"""

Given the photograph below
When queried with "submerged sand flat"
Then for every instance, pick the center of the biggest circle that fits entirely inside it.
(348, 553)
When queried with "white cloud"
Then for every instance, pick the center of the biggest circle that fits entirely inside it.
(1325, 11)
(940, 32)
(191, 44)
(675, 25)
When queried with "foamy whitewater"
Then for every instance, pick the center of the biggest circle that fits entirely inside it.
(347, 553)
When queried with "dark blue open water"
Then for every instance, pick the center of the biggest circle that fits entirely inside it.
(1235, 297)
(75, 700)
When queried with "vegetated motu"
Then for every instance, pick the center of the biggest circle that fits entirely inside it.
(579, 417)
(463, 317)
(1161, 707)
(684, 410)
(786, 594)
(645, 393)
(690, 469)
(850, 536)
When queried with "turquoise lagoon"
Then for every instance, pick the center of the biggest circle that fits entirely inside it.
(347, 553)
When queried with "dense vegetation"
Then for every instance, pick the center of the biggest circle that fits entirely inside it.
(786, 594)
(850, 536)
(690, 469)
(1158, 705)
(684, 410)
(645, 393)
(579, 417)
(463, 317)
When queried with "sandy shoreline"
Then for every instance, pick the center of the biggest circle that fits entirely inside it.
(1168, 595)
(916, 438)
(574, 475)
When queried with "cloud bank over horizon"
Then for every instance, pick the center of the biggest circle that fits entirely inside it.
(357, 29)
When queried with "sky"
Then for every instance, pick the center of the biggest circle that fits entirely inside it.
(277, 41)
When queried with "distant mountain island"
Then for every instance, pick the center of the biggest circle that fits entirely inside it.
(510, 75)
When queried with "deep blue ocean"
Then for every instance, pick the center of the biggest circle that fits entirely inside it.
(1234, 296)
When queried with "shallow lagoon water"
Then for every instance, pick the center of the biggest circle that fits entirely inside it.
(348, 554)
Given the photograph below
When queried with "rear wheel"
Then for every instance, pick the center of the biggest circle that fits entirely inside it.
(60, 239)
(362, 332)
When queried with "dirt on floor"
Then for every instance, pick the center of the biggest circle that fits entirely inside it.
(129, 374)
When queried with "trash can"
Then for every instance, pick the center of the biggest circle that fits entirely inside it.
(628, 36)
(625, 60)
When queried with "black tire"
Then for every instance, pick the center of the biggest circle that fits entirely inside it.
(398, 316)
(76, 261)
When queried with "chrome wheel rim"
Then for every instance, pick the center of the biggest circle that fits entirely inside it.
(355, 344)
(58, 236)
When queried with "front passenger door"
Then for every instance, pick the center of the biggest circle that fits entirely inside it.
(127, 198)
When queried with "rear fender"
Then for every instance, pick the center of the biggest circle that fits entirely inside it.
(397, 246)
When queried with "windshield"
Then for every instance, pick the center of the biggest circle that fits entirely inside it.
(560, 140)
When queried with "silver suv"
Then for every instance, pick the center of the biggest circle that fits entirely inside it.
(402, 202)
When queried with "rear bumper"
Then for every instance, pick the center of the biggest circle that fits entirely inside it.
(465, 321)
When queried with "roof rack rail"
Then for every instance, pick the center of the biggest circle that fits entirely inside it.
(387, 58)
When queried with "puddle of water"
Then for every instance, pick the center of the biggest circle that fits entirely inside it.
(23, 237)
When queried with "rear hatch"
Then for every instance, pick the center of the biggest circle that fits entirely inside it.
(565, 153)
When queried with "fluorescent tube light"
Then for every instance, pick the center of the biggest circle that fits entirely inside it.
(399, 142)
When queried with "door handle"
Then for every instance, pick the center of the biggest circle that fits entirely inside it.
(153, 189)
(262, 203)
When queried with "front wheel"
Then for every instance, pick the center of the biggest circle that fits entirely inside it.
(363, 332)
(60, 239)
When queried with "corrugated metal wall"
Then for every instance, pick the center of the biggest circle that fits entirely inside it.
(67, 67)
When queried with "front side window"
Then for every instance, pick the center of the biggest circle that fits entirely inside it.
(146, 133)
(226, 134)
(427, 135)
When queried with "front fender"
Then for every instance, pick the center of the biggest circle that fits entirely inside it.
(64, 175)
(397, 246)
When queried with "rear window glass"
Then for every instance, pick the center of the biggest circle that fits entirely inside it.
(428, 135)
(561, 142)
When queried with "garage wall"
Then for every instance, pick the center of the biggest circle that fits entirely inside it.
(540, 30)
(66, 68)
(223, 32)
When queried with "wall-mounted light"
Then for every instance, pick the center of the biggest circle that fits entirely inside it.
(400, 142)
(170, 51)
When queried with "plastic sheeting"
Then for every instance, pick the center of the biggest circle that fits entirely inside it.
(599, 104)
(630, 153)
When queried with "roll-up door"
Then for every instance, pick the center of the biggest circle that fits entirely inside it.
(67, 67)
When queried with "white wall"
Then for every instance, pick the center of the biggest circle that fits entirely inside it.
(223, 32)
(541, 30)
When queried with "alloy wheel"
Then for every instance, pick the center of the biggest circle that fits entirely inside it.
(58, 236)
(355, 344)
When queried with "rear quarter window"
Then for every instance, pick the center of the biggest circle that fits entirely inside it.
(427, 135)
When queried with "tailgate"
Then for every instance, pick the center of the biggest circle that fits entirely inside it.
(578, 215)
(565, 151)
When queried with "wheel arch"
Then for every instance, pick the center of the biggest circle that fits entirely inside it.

"""

Problem statement: How many lines of the records above contain the word "wheel"? Reply with the number alone.

Exercise answer: 5